TEXTAUSZUG:
══════════════════════════════
KARIN MALENINSKY: Most – wir sprechen heute übrigens lieber von Birnen- und Apfelwein – ist das Produkt eines unglaublich landschaftsprägenden Kulturgutes. Unsere ältesten Birnbäume sind zum Teil 200 bis 250 Jahre alt – das kann man sich erst vorstellen, wenn man so einen Baum umgeschnitten hat. Punkto Produktion profitieren wir von der Weißwein-Kellereitechnik und können so unsere Moste geschmacksexplosiv aussteuern und salonfähig präsentieren.

Wie wichtig sind für Sie sortenreine Moste?
Sortenreine Moste zeigen die Vielfalt, die das Thema bietet. Es gibt einen Trend zu sortenreinen Mosten, da diese die gesamte Geschmacksvielfalt der Birnen und Äpfel repräsentieren.

Welchen Stellenwert hat der Most im Vergleich zu anderen Getränken?
Most zu positionieren ist eine große Herausforderung. Most muss wiederentdeckt werden. Viele verbinden den Most mit Geselligkeit und schätzen Veranstaltungen wie Most-Verkostungen. Aber wer hat einen Sechser-Karton Most zu Hause?

Sie haben viele innovative Produkte. Welche kommen besonders gut an?
Redhotsecco, ein prickelnder Birnenmost mit Himbeeren und Chili, und Powerberry, ein Birnenmost mit Erdbeeren und Aronia, sind am beliebtesten. Apfel-/Birnenweine haben weniger Alkohol als Traubenweine und lassen daher Raum für vielfältigere Geschmackswelten. Das ist ein weites Feld, das es zu bespielen gilt.

Welche Mostprodukte werden von jungen Menschen besonders geschätzt?
Die Jugend begeistert sich für die neu entdeckte Getränkewelt, einfach erfrischend, durstlöschend, geschmackvoll und weniger Alkohol! Cider und geschmacksexplosive Seccos sind da angesagt.

Sie sind als Mostproduzentin Quereinsteigerin und kommen aus dem Handelsmanagement. Könnten Sie sich eine Rückkehr in ihren alten Beruf vorstellen?
══════════════════════════════
DATENEINTRÄGE:
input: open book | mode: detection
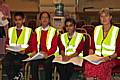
[6,45,22,52]
[53,55,83,66]
[83,55,103,65]
[22,52,44,61]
══════════════════════════════
AUFGABE: Nenne alle Zutaten, die laut dem Textauszug über Most in Redhotsecco und Powerberry zum Birnenmost hinzukommen.

ERGEBNIS: Himbeeren, Chili, Erdbeeren, Aronia